• Page text
Four recommendations for improving preprint metadata

By Mario Malički and Juan Pablo Alperin

This blog post is inspired by our four part series documenting the methodological challenges we faced during our project investigating preprint growth and uptake. 

Interested in creating or improving a preprint server? As the emergent ecosystem of distributed preprint servers matures, our work has shown that a greater degree of coordination and standardization between servers is necessary for the scholarly community to fully realize the potential of this growing corpus of documents and their related metadata. In this post, we draw from our experiences working with metadata from SHARE, OSF, bioRxiv, and arXiv to provide four basic recommendations for those building or managing preprint servers.

Graphic: 4 recommendations for improvingthe preprint metadata

Toward a better, brighter preprint future

Creating a more cohesive preprint ecosystem doesn’t necessarily have to be difficult. Greater coordination and standardization on some basic metadata elements can continue to allow a distributed approach that gives each community autonomy over how they manage their preprints while making it easier to integrate preprints with other scholarly services, increase preprint discoverability and dissemination, and develop a greater understanding of preprint culture through (meta-)research. We believe this standardization can be achieved through voluntary adoption of common practices, and this blog post offers what we believe would be useful first steps.

• Brief
From the preprint metadata post, reproduce word for word the part that opens with the words containing "By Mario Malički" and closes with "managing preprint servers.".

• Recorded data
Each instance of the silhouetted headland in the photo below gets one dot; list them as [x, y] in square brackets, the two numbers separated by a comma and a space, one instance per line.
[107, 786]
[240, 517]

• Result of this task
By Mario Malički and Juan Pablo Alperin

This blog post is inspired by our four part series documenting the methodological challenges we faced during our project investigating preprint growth and uptake. 

Interested in creating or improving a preprint server? As the emergent ecosystem of distributed preprint servers matures, our work has shown that a greater degree of coordination and standardization between servers is necessary for the scholarly community to fully realize the potential of this growing corpus of documents and their related metadata. In this post, we draw from our experiences working with metadata from SHARE, OSF, bioRxiv, and arXiv to provide four basic recommendations for those building or managing preprint servers.